▸ ESTRATTO DEL TESTO:
=-=-=

La qualità e la rappresentatività di ogni processo analitico è strettamente correlata alle modalità di prelievo dei campioni, fase estremamente complessa e delicata che condiziona tutte le operazioni successive e, non da ultimo, l’effettiva possibilità di utilizzo del dato finale nella valutazione di conformità del campione o nella sua inclusione in dati statistici di monitoraggio.
Nella stima globale dell’incertezza dei risultati è verosimile ipotizzare che il contributo del campionamento sia almeno 10 volte superiore a quello della sola fase analitica. Il prelievo di campioni di matrici ambientali presenta difficoltà spesso maggiori di quelle sperimentabili con matrici sanitarie come, ad esempio, gli alimenti. Ammettendo un’eterogeneità comparabile del materiale da prelevare il campione di alimento dovrà essere rappresentativo di un lotto o una partita, entità spesso molto ampie ma statiche. Il campionamento di matrici ambientali ha invece la finalità di rappresentare un fenomeno o una situazione in continua evoluzione e la definizione della strategia: il tipo di matrice (ad esempio acqua, terreno, biota) e il momento del prelievo (stagionalità, orario, condizioni climatiche) diventano un elemento determinante.
In relazione alla rappresentatività del campione non è semplice definire modalità univoche per ogni situazione ma l’adozione di procedure standardizzate e la registrazione accurata di tutte le informazioni rilevanti permettono di stimare ragionevolmente il valore statistico del dato ottenuto e, se possibile e opportuno, di riprodurre e confrontare gli esiti di misure indipendenti o successive.
Un aspetto sostanziale e più controllabile riguarda invece l’adozione di procedure adeguate a prelevare il campione in maniera tale che mantenga inalterate le proprie caratteristiche fisiche, chimiche e biologiche fino al momento dell’analisi; in questo caso si può parlare di una fase pre-analitica che comprende la raccolta del campione, il trasporto e la conservazione. A seconda delle prove che verranno eseguite nei laboratori è necessario adottare specifiche precauzioni e accortezze, dai materiali utilizzati per il prelievo agli eventuali trattamenti in campo (filtrazione, acidificazione, stabilizzazione), al rispetto delle condizioni alle tempistiche corrette. Tutte queste operazioni sono parametrizzabili con grandezze, quali la purezza dei reagenti o l’incertezza dei misuratori di temperatura, più familiari ai laboratoristi. Non è possibile assicurare al 100% che alcuni analiti/microorganismi non si degradino o non aumentino, ma il rispetto di regole standardizzate permette verosimilmente una riproducibilità significativa degli esiti a parità di condizioni; al contrario, la registrazione puntuale di scostamenti rispetto alle modalità richieste faciliterà l’interpretazione di eventuali anomalie e, quando opportuno, la sospensione del giudizio sui risultati di parametri compromessi da tali scostamenti.

=-=-=

▸ COMPITI RICHIESTI:
(A) Rispondi alle seguenti domande sul testo sul campionamento.
(i) Di quante volte, secondo il testo, il contributo del campionamento all'incertezza dei risultati supera quello della sola fase analitica?
(ii) Quali operazioni comprende la fase pre-analitica?
(iii) Quali trattamenti in campo vengono indicati come esempi?
(B) Riproduci fedelmente il tratto del testo sul campionamento che va da "In relazione alla" fino a "indipendenti o successive.".
Le righe provengono da un'altra fonte.

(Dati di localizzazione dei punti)
=-=-=

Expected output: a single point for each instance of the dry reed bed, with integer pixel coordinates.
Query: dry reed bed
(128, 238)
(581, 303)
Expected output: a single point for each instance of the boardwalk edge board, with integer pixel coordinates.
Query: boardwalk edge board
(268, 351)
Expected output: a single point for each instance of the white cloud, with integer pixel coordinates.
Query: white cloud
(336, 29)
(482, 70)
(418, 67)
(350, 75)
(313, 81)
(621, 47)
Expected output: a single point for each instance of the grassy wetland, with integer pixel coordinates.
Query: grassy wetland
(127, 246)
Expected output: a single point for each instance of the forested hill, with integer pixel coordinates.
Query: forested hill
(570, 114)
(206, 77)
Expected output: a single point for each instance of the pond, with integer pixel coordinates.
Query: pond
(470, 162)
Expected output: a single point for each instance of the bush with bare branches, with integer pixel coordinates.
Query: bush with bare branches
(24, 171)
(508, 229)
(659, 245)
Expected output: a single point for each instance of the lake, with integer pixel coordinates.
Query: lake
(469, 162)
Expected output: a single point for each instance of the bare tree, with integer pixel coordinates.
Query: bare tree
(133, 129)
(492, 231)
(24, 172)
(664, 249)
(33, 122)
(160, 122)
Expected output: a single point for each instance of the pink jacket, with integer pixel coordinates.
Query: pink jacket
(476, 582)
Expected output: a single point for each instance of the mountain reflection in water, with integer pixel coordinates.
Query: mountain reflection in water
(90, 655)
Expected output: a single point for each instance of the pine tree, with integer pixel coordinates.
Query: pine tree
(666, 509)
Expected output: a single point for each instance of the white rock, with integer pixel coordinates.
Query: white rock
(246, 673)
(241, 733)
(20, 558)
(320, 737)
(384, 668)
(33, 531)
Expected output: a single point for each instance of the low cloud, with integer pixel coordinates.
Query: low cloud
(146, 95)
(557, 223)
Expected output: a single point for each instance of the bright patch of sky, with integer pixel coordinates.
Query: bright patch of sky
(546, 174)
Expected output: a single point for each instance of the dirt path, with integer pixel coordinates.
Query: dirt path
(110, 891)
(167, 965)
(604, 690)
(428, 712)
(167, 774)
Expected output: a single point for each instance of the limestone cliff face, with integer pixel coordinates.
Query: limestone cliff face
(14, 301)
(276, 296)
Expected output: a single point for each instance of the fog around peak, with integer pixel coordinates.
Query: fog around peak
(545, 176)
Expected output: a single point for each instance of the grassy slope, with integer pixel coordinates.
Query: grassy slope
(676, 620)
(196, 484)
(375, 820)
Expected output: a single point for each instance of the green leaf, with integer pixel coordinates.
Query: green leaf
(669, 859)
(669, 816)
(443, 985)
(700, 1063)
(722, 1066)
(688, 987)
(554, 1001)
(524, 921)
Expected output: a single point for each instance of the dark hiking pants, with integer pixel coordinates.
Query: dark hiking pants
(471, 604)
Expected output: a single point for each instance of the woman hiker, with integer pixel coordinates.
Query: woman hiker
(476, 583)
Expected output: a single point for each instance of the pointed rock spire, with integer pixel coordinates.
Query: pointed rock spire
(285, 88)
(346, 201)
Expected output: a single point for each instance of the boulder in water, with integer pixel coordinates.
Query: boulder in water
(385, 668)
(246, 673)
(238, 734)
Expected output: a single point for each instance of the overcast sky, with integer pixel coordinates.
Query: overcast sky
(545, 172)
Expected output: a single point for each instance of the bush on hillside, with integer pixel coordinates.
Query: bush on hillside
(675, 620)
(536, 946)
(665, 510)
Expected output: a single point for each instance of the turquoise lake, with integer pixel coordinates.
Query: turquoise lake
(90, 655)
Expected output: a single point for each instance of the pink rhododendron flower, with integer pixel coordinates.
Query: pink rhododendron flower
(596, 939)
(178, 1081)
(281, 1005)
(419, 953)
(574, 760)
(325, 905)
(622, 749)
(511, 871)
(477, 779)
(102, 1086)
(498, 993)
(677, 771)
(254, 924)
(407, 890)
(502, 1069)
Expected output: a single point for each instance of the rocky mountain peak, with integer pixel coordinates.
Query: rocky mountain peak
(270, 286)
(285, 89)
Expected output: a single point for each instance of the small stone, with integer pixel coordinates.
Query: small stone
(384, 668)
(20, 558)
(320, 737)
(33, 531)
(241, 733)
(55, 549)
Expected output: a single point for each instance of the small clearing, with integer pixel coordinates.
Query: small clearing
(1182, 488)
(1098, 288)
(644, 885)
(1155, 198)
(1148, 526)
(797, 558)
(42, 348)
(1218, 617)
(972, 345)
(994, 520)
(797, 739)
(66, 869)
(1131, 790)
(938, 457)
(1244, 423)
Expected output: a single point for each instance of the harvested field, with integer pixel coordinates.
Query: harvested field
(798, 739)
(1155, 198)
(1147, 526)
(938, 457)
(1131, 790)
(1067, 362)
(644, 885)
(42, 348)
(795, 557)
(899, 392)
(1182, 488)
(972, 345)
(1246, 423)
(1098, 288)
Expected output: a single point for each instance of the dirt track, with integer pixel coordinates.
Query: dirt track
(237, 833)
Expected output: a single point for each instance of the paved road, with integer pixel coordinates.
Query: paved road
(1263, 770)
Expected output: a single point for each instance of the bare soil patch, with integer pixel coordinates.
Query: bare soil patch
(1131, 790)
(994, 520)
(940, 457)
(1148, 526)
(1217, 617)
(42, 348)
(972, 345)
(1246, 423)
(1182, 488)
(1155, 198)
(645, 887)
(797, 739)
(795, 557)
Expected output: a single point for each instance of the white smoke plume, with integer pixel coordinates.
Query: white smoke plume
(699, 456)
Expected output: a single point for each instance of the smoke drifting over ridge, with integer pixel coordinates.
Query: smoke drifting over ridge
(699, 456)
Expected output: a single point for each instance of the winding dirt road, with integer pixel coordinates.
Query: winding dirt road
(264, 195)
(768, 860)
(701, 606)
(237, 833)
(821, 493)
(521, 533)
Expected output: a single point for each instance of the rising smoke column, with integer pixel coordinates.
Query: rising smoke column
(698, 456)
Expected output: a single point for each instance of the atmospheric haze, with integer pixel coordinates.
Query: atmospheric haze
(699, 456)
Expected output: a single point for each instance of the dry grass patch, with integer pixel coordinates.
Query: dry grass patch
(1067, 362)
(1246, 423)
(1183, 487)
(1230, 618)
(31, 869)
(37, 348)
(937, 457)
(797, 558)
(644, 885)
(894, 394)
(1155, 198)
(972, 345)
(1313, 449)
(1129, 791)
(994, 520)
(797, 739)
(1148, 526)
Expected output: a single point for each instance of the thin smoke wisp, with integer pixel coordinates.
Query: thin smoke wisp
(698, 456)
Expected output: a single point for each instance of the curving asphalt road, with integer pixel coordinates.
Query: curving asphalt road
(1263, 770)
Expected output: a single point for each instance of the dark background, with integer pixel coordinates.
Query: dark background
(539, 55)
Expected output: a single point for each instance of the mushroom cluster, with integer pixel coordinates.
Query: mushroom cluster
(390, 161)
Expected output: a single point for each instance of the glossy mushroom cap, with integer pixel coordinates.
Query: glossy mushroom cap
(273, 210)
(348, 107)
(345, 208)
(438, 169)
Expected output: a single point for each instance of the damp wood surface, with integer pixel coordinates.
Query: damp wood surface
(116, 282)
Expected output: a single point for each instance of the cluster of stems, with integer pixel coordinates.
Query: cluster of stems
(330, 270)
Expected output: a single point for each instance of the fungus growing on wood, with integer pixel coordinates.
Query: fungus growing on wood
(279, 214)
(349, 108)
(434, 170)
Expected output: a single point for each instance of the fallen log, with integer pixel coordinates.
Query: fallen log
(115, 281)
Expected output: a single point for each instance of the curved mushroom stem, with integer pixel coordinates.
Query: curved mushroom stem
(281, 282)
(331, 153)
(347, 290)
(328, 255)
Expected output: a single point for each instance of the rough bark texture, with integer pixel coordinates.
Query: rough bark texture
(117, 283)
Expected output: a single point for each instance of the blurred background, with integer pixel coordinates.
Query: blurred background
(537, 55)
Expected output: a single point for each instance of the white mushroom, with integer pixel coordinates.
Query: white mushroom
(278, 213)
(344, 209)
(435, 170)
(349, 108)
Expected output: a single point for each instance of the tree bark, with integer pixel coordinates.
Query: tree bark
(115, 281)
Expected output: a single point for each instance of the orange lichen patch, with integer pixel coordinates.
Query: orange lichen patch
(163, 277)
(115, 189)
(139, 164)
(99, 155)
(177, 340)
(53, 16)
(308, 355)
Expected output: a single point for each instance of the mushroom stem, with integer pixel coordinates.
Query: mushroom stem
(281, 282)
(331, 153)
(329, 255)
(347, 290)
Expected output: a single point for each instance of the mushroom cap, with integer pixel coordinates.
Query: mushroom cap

=-=-=

▸ RISPOSTE NUMERATE:
(A)
(i) Almeno 10 volte.
(ii) La raccolta del campione, il trasporto e la conservazione.
(iii) Filtrazione, acidificazione e stabilizzazione.

(B)
In relazione alla rappresentatività del campione non è semplice definire modalità univoche per ogni situazione ma l’adozione di procedure standardizzate e la registrazione accurata di tutte le informazioni rilevanti permettono di stimare ragionevolmente il valore statistico del dato ottenuto e, se possibile e opportuno, di riprodurre e confrontare gli esiti di misure indipendenti o successive.